Description of the task
Omitting all images, transcribe the listing word for word.

=== Input records ===

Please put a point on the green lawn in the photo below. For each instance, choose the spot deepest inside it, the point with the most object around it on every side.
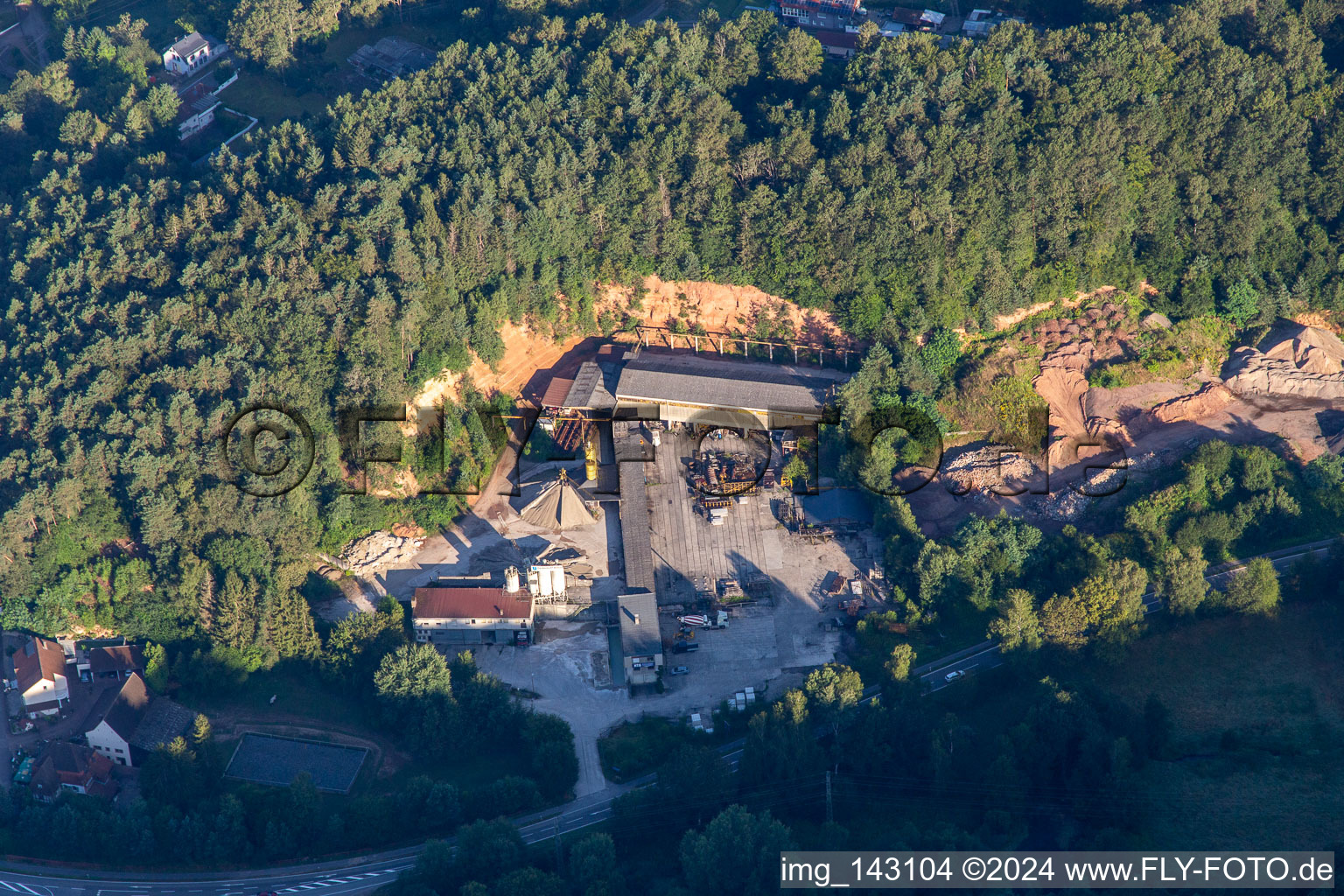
(1258, 727)
(298, 695)
(639, 747)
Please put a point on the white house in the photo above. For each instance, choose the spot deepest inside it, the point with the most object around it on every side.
(193, 52)
(197, 116)
(39, 670)
(132, 722)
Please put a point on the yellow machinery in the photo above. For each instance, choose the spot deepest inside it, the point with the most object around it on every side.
(591, 453)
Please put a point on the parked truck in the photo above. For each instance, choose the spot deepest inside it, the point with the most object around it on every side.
(702, 621)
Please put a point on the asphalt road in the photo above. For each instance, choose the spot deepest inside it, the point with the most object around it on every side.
(373, 871)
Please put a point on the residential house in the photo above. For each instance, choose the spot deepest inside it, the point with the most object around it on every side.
(39, 670)
(982, 22)
(195, 116)
(391, 58)
(641, 645)
(117, 662)
(804, 10)
(192, 52)
(133, 722)
(471, 617)
(70, 767)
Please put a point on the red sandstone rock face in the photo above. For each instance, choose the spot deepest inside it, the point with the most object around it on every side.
(1210, 399)
(1303, 361)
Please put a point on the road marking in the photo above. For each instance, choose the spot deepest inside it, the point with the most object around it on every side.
(23, 888)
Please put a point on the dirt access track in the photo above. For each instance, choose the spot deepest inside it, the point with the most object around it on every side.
(533, 355)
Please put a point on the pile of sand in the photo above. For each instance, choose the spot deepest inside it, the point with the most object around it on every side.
(1098, 333)
(378, 551)
(721, 308)
(1303, 361)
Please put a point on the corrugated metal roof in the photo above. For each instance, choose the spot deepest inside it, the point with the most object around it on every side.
(634, 527)
(729, 384)
(471, 604)
(556, 391)
(836, 507)
(639, 614)
(589, 391)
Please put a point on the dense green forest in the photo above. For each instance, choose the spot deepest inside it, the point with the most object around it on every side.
(341, 261)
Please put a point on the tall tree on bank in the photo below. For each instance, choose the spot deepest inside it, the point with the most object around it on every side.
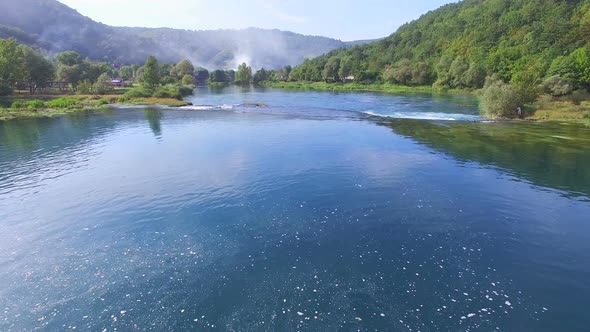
(8, 67)
(36, 70)
(244, 74)
(151, 73)
(183, 68)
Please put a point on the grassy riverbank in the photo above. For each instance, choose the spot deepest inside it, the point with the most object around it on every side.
(544, 109)
(49, 106)
(562, 111)
(347, 87)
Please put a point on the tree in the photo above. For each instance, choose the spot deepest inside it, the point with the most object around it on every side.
(151, 73)
(101, 86)
(499, 100)
(183, 68)
(187, 80)
(126, 72)
(72, 74)
(10, 65)
(330, 72)
(244, 74)
(36, 70)
(201, 75)
(218, 76)
(69, 58)
(261, 76)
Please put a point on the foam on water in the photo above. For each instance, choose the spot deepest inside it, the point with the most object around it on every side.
(207, 107)
(427, 116)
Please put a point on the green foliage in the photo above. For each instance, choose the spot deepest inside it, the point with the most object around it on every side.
(10, 65)
(219, 76)
(244, 74)
(138, 92)
(33, 104)
(184, 68)
(331, 70)
(578, 96)
(459, 44)
(557, 86)
(187, 80)
(151, 73)
(85, 88)
(65, 102)
(499, 100)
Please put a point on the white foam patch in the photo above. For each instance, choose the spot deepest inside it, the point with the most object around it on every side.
(207, 107)
(427, 116)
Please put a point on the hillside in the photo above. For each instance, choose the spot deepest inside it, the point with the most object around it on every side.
(54, 26)
(459, 44)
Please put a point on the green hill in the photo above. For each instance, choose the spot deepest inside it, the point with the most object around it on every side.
(53, 26)
(459, 44)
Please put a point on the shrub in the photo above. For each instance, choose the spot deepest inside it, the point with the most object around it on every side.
(65, 102)
(85, 88)
(579, 96)
(186, 90)
(138, 92)
(499, 100)
(5, 89)
(33, 104)
(187, 80)
(168, 91)
(557, 86)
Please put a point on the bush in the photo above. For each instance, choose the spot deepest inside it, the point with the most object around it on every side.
(579, 96)
(138, 92)
(85, 88)
(33, 104)
(65, 102)
(499, 100)
(187, 80)
(186, 90)
(5, 90)
(557, 86)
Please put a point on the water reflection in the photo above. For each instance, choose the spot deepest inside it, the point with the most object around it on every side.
(546, 154)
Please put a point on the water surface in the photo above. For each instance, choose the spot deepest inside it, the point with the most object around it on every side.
(309, 214)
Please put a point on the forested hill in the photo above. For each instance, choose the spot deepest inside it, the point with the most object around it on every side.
(54, 26)
(459, 44)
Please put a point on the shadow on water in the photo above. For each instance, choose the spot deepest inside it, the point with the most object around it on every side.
(547, 154)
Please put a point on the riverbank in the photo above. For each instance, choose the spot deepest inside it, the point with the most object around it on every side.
(542, 110)
(49, 106)
(348, 87)
(561, 111)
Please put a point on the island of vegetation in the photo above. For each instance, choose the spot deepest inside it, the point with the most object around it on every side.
(518, 54)
(522, 58)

===

Solution to this problem
Please put a point on the green lawn in the photo below. For each instance, choose the spot deepest inside it, the point with the most object around it on every side.
(1258, 727)
(298, 695)
(639, 747)
Please put a point on the white house in the photo above. For each instance, choose the spot deepest inside it, the point with the most object around it on every side.
(193, 52)
(197, 116)
(39, 670)
(132, 722)
Please put a point on the yellow machinery in the photo above. For each instance, choose the spot deepest inside it, the point with the most object around it on every side.
(591, 453)
Please put a point on the parked truck in the photo above. For each instance, choose the spot deepest inside it, the point with the most object around it on every side.
(702, 621)
Please put a point on the asphalt road in the photo above. For each instance, choose the spot deepest inside it, the point with the most object around it on every side.
(373, 871)
Please put a point on the residential house in the photo above. For each instance, choose the spot deepest inside it, the point with the most object around it on every side.
(39, 670)
(982, 22)
(195, 116)
(391, 58)
(641, 645)
(117, 662)
(804, 10)
(192, 52)
(133, 722)
(471, 617)
(70, 767)
Please put a point on the red sandstone rock face in the photo above. For each instance, choose the spot deepest inside it, the point with the most object around it on every side.
(1210, 399)
(1303, 361)
Please put a point on the road marking in the photo above. For each instance, choose the spot deepest inside it, the point with the most object around it on every side.
(23, 888)
Please put a point on the dirt access track in the photo above. For each instance, choose the spot deepest inside it, the point with the most object around it on every side.
(533, 355)
Please put a point on the pile of sand in the photo above. For each instance, choose the spot deepest inside it, the point with the most object around it on every side.
(1098, 333)
(378, 551)
(721, 308)
(1303, 361)
Please put a point on the corrugated metal roof in the photo above. For each instance, choose the spot deepest inside it, the point with the most object around it on every side.
(634, 527)
(729, 384)
(471, 604)
(556, 391)
(836, 507)
(639, 614)
(589, 391)
Please put a point on the dense green forest in the photo above. For each instance, choose the spot deepest inside it, the point with the most object around it on every side.
(341, 261)
Please put a point on the tall tree on bank in the photo below. For each instance, choose the spot deepest inside it, the point with the most object around it on every side.
(8, 67)
(36, 70)
(244, 74)
(151, 73)
(183, 68)
Please put a point on the grassy riverbank in the photo above. For each instance, choose the spot deepest inside it, the point with the most object around it on every side.
(544, 109)
(49, 106)
(562, 111)
(347, 87)
Please put a point on the tree in the photo above. For each instance, choose the spot deepest inside it, the point with the most object around it on every side.
(151, 73)
(101, 86)
(499, 100)
(183, 68)
(187, 80)
(126, 72)
(72, 74)
(10, 65)
(330, 72)
(244, 74)
(36, 70)
(201, 75)
(218, 76)
(69, 58)
(261, 76)
Please put a point on the foam on water in the photo above. For each instance, choose the spot deepest inside it, the point with the most object around it on every side.
(207, 107)
(427, 116)
Please put a point on the green foliage in the photo above. For each instance, choose the spot deepest inside it, the point with the most object around it on every side.
(10, 65)
(219, 76)
(244, 74)
(138, 92)
(33, 104)
(184, 68)
(331, 70)
(578, 96)
(459, 44)
(557, 86)
(187, 80)
(151, 73)
(85, 88)
(65, 102)
(499, 100)
Please put a point on the white foam patch in the photo above. For each instance, choose the spot deepest inside it, the point with the most object around it on every side.
(207, 107)
(427, 116)
Please put a point on the hillside in the photo above. For each instance, choose the spot deepest inside it, the point with the most object around it on every side.
(54, 26)
(459, 44)
Please put a point on the green hill in the photo above. For each instance, choose the spot deepest inside it, the point with the most object around it on every side.
(53, 26)
(459, 44)
Please put a point on the shrub in the photo above. For each instance, choose the spot deepest inside it, the point with the most object around it on every side.
(65, 102)
(85, 88)
(579, 96)
(186, 90)
(138, 92)
(499, 100)
(5, 89)
(33, 104)
(187, 80)
(168, 91)
(557, 86)
Please put a point on the bush in the photo above. For each instance, choose the spot deepest inside it, the point with the most object around it on every side.
(579, 96)
(138, 92)
(85, 88)
(33, 104)
(65, 102)
(499, 100)
(187, 80)
(186, 90)
(5, 90)
(557, 86)
Please put a point on the water reflection in the photo above. For each instance, choose the spot deepest inside it, the point with the most object around it on every side.
(546, 154)
Please put a point on the water surface in the photo above. For each instance, choose the spot deepest inside it, the point with the most object around it on every side.
(309, 214)
Please put a point on the forested hill in the photo above. For each instance, choose the spot deepest inside it, the point with the most object around it on every side.
(54, 26)
(459, 44)
Please put a point on the shadow on water in the photo above. For each instance, choose the spot deepest inside it, the point with the most object around it on every side.
(547, 154)
Please put a point on the riverbank in the photo above. For each instance, choose the spot deepest inside it, the point with the most object around it on every side.
(542, 110)
(49, 106)
(348, 87)
(561, 111)
Please put a point on the island of vegetation in the photo above. For each instance, choose the spot deepest inside it, the point with the most object around it on every side.
(518, 54)
(522, 58)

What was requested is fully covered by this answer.